[A run of records]

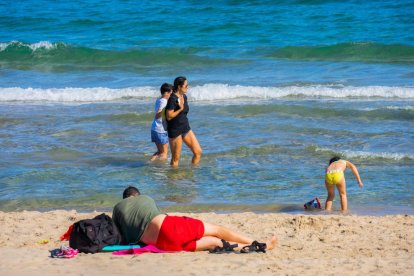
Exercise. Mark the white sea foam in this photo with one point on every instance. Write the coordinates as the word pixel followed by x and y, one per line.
pixel 34 46
pixel 207 92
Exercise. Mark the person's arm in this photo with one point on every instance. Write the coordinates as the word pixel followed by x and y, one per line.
pixel 160 110
pixel 355 172
pixel 171 114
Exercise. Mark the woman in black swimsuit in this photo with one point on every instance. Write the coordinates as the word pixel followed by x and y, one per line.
pixel 178 126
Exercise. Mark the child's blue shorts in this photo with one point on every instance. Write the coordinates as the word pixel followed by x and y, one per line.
pixel 159 138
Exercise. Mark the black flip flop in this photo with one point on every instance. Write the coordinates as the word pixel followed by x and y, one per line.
pixel 227 248
pixel 254 247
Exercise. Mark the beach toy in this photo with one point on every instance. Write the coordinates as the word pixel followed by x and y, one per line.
pixel 110 248
pixel 64 252
pixel 313 204
pixel 45 241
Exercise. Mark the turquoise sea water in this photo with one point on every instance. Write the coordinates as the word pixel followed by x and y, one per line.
pixel 276 88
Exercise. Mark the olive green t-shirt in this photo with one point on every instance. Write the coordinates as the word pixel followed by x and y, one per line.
pixel 132 216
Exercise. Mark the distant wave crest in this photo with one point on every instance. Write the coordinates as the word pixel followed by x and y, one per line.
pixel 364 155
pixel 205 93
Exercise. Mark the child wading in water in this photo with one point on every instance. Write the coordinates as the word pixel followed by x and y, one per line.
pixel 158 132
pixel 335 177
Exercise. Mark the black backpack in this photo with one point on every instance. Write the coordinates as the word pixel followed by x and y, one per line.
pixel 91 235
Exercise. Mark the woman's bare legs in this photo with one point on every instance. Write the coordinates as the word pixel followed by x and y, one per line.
pixel 162 149
pixel 213 234
pixel 331 195
pixel 191 141
pixel 176 145
pixel 341 186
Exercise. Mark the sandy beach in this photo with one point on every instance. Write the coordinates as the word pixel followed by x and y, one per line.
pixel 326 244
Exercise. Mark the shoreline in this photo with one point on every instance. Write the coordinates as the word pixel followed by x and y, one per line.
pixel 306 244
pixel 289 209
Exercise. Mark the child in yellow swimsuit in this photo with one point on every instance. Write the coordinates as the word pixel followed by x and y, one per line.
pixel 335 177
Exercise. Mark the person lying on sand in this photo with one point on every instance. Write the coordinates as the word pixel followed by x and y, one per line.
pixel 139 219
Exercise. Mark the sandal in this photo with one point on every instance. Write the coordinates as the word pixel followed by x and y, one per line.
pixel 227 248
pixel 254 247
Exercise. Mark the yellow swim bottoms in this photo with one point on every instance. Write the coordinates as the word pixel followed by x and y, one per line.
pixel 333 177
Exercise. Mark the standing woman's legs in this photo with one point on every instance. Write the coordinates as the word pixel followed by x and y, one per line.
pixel 162 149
pixel 175 144
pixel 191 141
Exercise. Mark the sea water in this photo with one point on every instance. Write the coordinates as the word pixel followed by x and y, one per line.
pixel 276 88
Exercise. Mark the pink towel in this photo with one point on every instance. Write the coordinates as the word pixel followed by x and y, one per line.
pixel 145 249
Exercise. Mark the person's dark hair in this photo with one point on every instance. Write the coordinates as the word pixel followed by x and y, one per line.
pixel 334 159
pixel 130 191
pixel 166 87
pixel 179 81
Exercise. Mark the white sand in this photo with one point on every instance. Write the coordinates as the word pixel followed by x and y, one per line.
pixel 311 244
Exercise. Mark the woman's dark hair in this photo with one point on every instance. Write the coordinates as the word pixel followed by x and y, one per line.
pixel 334 159
pixel 130 191
pixel 179 81
pixel 166 87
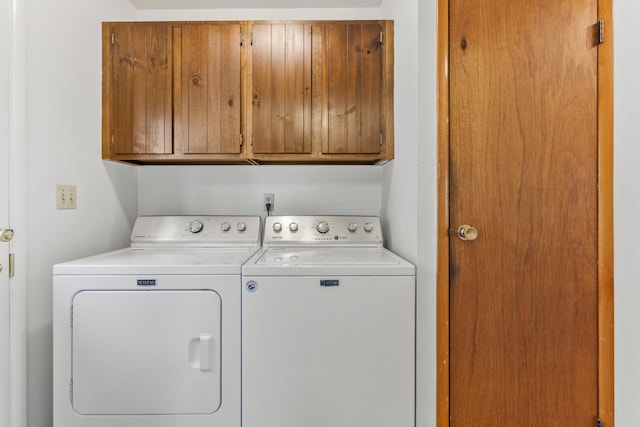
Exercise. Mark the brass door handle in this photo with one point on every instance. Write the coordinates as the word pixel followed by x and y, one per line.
pixel 467 232
pixel 6 234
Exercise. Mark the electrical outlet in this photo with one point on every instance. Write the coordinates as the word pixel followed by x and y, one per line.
pixel 65 196
pixel 268 198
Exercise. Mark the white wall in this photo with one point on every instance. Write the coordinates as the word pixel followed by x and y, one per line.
pixel 627 212
pixel 63 147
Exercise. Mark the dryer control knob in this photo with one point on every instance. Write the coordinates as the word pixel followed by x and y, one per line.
pixel 322 227
pixel 195 226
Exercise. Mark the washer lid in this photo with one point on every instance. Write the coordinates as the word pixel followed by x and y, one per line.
pixel 160 260
pixel 283 261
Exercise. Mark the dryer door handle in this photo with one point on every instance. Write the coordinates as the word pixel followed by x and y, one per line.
pixel 206 352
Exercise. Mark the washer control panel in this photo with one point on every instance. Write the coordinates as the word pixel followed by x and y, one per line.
pixel 338 230
pixel 206 230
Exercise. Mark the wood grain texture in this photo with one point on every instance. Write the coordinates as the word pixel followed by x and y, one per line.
pixel 606 401
pixel 281 85
pixel 274 110
pixel 211 77
pixel 524 170
pixel 140 98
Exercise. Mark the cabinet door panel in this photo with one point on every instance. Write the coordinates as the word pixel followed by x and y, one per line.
pixel 210 88
pixel 354 79
pixel 281 84
pixel 141 103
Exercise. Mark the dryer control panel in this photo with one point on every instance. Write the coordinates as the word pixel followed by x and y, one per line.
pixel 205 231
pixel 323 230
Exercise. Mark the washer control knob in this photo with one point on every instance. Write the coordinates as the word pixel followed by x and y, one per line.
pixel 322 227
pixel 195 226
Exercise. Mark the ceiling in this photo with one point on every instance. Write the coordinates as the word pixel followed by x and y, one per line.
pixel 253 4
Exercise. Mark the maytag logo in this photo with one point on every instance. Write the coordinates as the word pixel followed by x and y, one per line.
pixel 330 283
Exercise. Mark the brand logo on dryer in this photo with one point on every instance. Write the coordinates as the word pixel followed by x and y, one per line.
pixel 251 286
pixel 329 283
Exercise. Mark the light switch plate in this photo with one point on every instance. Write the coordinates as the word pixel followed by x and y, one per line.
pixel 65 196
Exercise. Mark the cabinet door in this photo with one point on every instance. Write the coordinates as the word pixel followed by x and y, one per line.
pixel 353 87
pixel 210 84
pixel 137 101
pixel 281 88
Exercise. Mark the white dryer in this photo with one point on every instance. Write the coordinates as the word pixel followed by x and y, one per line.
pixel 328 318
pixel 149 335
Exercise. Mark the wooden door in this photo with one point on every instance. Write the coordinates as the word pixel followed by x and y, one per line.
pixel 5 300
pixel 137 92
pixel 210 89
pixel 523 170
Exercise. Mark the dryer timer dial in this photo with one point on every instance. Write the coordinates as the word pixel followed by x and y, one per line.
pixel 195 226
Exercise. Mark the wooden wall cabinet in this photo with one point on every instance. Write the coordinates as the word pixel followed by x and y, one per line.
pixel 321 92
pixel 248 92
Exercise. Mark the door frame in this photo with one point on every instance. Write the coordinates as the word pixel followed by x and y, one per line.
pixel 605 217
pixel 17 212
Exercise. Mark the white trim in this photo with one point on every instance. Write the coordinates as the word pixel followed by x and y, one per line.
pixel 17 213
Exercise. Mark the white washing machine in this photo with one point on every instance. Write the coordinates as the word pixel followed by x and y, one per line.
pixel 149 336
pixel 328 327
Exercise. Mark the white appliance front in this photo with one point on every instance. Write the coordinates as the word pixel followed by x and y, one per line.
pixel 129 353
pixel 328 327
pixel 149 335
pixel 117 330
pixel 332 354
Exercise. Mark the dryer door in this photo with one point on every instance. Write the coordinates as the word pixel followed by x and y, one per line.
pixel 146 352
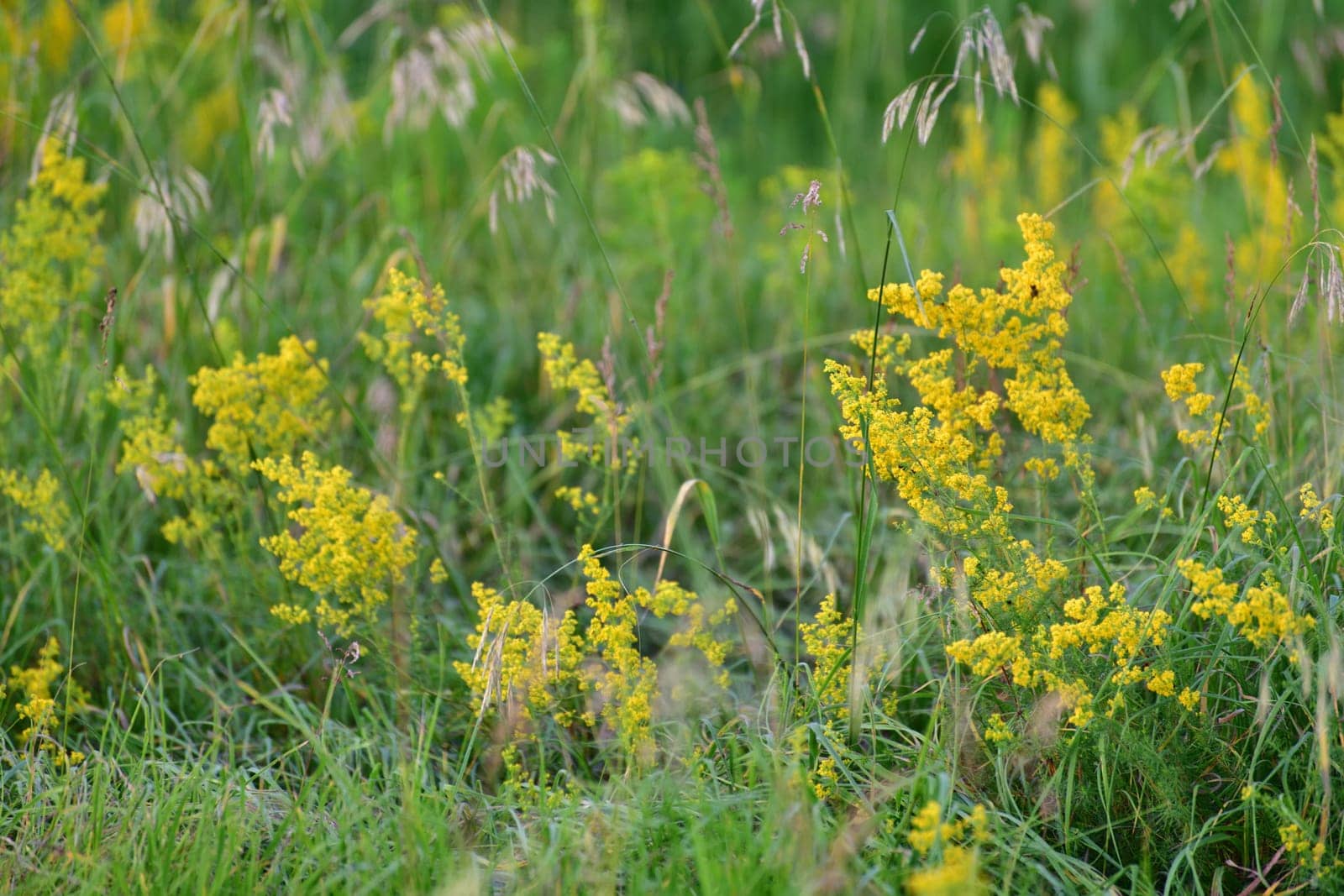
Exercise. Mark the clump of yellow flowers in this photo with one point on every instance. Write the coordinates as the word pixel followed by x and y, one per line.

DESCRIPTION OF THE TASK: Copy out all of the material exactly as written, without its pictures.

TASK RESPONSE:
Exercise. Mark the white sea foam in this photo with one point on every instance. Write the coordinates as the word pixel followed by x and y, one per line.
pixel 34 46
pixel 207 92
Exercise. Mark the person's arm in this photo with one point on every instance. Write the coordinates as the word pixel followed by x and y, one per line.
pixel 160 110
pixel 355 172
pixel 171 114
Exercise. Mark the woman in black swimsuit in this photo with one point on every instance. Write the coordinates as the word pixel followed by x and y, one per line.
pixel 178 126
Exercise. Mark the child's blue shorts in this photo with one point on every instance. Write the coordinates as the word pixel followed by x and y, one per line.
pixel 159 138
Exercise. Mark the black flip flop in this photo with one point on every instance. Write the coordinates as the word pixel followed by x and y, one per line.
pixel 227 248
pixel 254 247
Exercise. Mark the beach toy in this photo with one point on every instance. Write the coordinates as the word pixel followed by x and y, one per line.
pixel 110 248
pixel 64 252
pixel 313 204
pixel 45 241
Exercise. Mark the turquoise sea water in this photo with one point on every instance. Write the coordinates as the word pixel followed by x and y, one per line.
pixel 276 88
Exercise. Mark the olive green t-shirt in this photo with one point on every instance. Write the coordinates as the word pixel followed by x and y, one per line.
pixel 132 216
Exercise. Mark the distant wave crest in this photo with one point on every instance. Write the coordinates as the word pixel followed by x and y, one per line.
pixel 364 155
pixel 205 93
Exercise. Mark the child wading in water in this photo with one point on every instance. Write the coordinates as the word pixel followed by x and y, one per line.
pixel 158 132
pixel 335 177
Exercise. Mark the black backpack in this photo with one point on every instance. Write the coordinates as the word pixel followed by x and y, one per line.
pixel 91 235
Exercise. Mark the woman's bare legs in this photo with one point on every instance. Write the coordinates as the word pixel followed by x and y, one per line.
pixel 162 149
pixel 213 234
pixel 331 195
pixel 191 141
pixel 176 145
pixel 341 186
Exercise. Mark the sandy beach in this photo with one point on every instance. Write the coordinates as the word pixel followed by x and y, one per line.
pixel 326 244
Exercise. Mark the shoreline in this photo with one point on every instance. Write the coordinates as the word pixel followed by x and y, one per line.
pixel 306 244
pixel 289 209
Exercise. Mark the child in yellow swimsuit in this photo with one point on every instance. Write the coordinates as the word pixel followed by x and y, one per line.
pixel 335 177
Exercise. Mark the person lying on sand in this photo with one point on every instance. Write the coordinates as the word pixel followed by x and y, one per line.
pixel 139 219
Exercise. Mark the sandal in this photo with one point on every instance. Write the coordinates as the word pixel followed by x and y, one per line.
pixel 227 248
pixel 254 247
Exercise. Mark the yellow swim bottoms in this photo with one point on every instance. Write the coordinates as the word pixel followed by x and y, one per line.
pixel 333 177
Exercise. Mark the standing woman's legs in this photo with one point on every instance. Write the coordinates as the word pixel followed by x and y, one per line.
pixel 162 149
pixel 175 144
pixel 191 141
Exercise. Mark the sea water in this photo with one point on every instance. Write the coordinates as the word pixel followed by x and y, one per line.
pixel 276 88
Exercise. Mark the pink towel in this photo with one point on every instance. Write the coordinates as the word pixel followed by x and y, one per line.
pixel 145 249
Exercise. Mark the person's dark hair in this photo with one point on every instance. Write the coordinates as the word pixel followed by x and y, one per line.
pixel 334 159
pixel 130 191
pixel 166 87
pixel 179 81
Exercise. Mark the white sand in this photo with one point on every instance. Write the coordinates as the word pixel followed by x and y, one per line.
pixel 311 244
Exercise. Mark the woman's dark hair in this photo with one point on every instance. Write the coordinates as the word pixel followed by x and y, one per line.
pixel 334 159
pixel 130 191
pixel 179 81
pixel 166 87
Exercise. Mark the brass door handle in this photo with one point on every instance. Write the coordinates as the word pixel followed by x and y, one per line.
pixel 467 232
pixel 6 234
Exercise. Mark the electrical outlet in this photo with one point on every instance. Write the coordinates as the word pixel followed by x and y, one per line.
pixel 65 196
pixel 268 198
Exercise. Mark the white wall in this photo with one point on every instance. Write the coordinates as the word pixel followed by x and y, one per line.
pixel 627 212
pixel 63 147
Exercise. Mark the dryer control knob in this photo with one point on every instance. Write the coordinates as the word pixel followed by x and y, one per line.
pixel 322 227
pixel 195 226
Exercise. Mark the washer lid in this photo with one point on every instance. Write the coordinates as the word pixel followed by x and y, one per line.
pixel 160 260
pixel 283 261
Exercise. Mark the dryer door handle in this photo with one point on every instance. Write the coordinates as the word pixel followed by x and y, one per line.
pixel 206 352
Exercise. Mark the washer control panel in this photo with one point on every instance. Write the coordinates as the word pixel followed by x and y, one per line.
pixel 338 230
pixel 206 230
Exercise. Mark the wood grain texture in this photo with one point on every instance. Write the coordinates as the word pixel followed by x and y, one per line.
pixel 606 401
pixel 281 85
pixel 274 110
pixel 211 77
pixel 524 170
pixel 140 98
Exercise. Mark the cabinet door panel in this photo with one point on every instance. Write the coordinates as the word pixel followed by x and y, one per line.
pixel 210 88
pixel 354 79
pixel 281 84
pixel 141 103
Exercise. Mark the dryer control panel in this photo with one point on every instance. Write the coordinates as the word pixel followed by x and y, one per line.
pixel 205 231
pixel 323 230
Exercise. Mark the washer control knob in this photo with one point on every instance. Write the coordinates as the word pixel followed by x and y, one per line.
pixel 322 227
pixel 195 226
Exercise. Mark the ceiling in this photo with one point on every instance. Write the coordinates as the word pixel followed by x and y, one per line.
pixel 253 4
Exercise. Mark the maytag logo in this photo with one point on every instance. Write the coordinates as the word pixel followed by x and y, one per line.
pixel 330 283
Exercise. Mark the brand logo on dryer in this photo with one point on every instance. Write the coordinates as the word pixel followed by x and y, one per line.
pixel 251 286
pixel 329 283
Exercise. Mark the light switch plate in this photo with one point on every instance. Write the coordinates as the word pixel followed by x and y, one per line.
pixel 65 196
Exercise. Mark the cabinet door in this photo with one point on every instance. Write the coordinates as the word pixel followed by x and y, one per line.
pixel 353 87
pixel 210 84
pixel 137 101
pixel 281 88
Exercise. Mark the white dryer in this photo with one point on every instance. Write the coordinates as the word pixel followed by x and y, one per line.
pixel 328 318
pixel 149 335
Exercise. Mark the wooden door in this photo with one point on every instance. Write the coordinates as the word pixel followed by x and y, one per line.
pixel 5 300
pixel 137 92
pixel 210 89
pixel 523 170
Exercise. Mark the dryer timer dial in this photo with one point on every instance. Write the coordinates as the word pixel followed by x and y, one per line.
pixel 195 226
Exercise. Mark the wooden wall cabinet in this photo with one point on every instance. Write the coordinates as the word pixel followed by x and y, one per line.
pixel 321 92
pixel 248 92
Exercise. Mark the door frame in this photo with one point on every instance. Write the coordinates as the word pixel followed by x and y, one per line.
pixel 605 217
pixel 17 212
Exercise. Mark the white trim in this photo with one point on every instance. Write the coordinates as the word pixel followed by x and y, one per line.
pixel 17 213
Exercise. Mark the white washing machine in this photo with one point on every instance. Write the coordinates as the word pixel followed by x and y, one per line.
pixel 149 336
pixel 328 327
Exercise. Mark the white appliance front in this photo with one point on every instance. Write the coordinates as the word pixel followed by x and y, one per line.
pixel 129 353
pixel 328 327
pixel 149 335
pixel 117 330
pixel 332 354
Exercise. Mark the dryer door in this photo with one point on every instance. Write the coordinates as the word pixel followed by x and y, one per line.
pixel 146 352
Exercise. Mark the clump of yellow flowers in this photo with one point on every instance. Write the coordinates as the word pixel followed by x and y, one per line.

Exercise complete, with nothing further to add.